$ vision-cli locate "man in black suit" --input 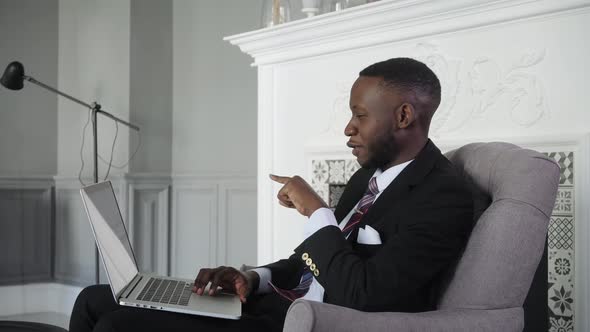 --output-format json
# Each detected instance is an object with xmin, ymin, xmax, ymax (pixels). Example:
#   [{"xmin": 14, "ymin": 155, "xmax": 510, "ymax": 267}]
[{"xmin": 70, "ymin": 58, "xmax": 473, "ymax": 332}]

+--

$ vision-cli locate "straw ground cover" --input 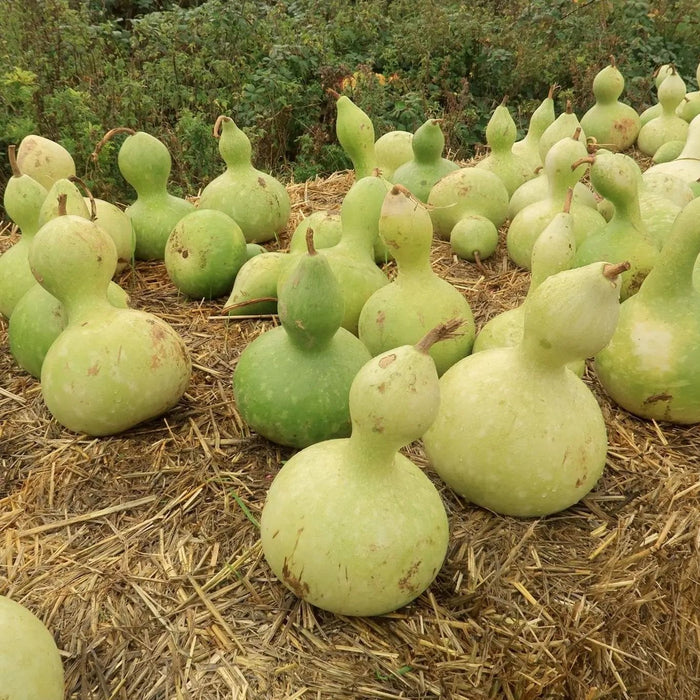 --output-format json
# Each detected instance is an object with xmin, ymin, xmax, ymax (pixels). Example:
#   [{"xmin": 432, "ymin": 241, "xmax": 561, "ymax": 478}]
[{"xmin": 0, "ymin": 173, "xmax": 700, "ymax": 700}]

+--

**Set problem**
Gather every line in the rows above that contains the string "xmax".

**Result**
# Each detected instance is an object with xmin, ymin, xmax, ymax (pixels). Example:
#   [{"xmin": 14, "ymin": 155, "xmax": 510, "ymax": 267}]
[{"xmin": 70, "ymin": 58, "xmax": 473, "ymax": 332}]
# Each detected instance is an object with xmin, ymin, xmax, ymax (pixels). Example:
#   [{"xmin": 432, "ymin": 241, "xmax": 561, "ymax": 478}]
[{"xmin": 0, "ymin": 173, "xmax": 700, "ymax": 700}]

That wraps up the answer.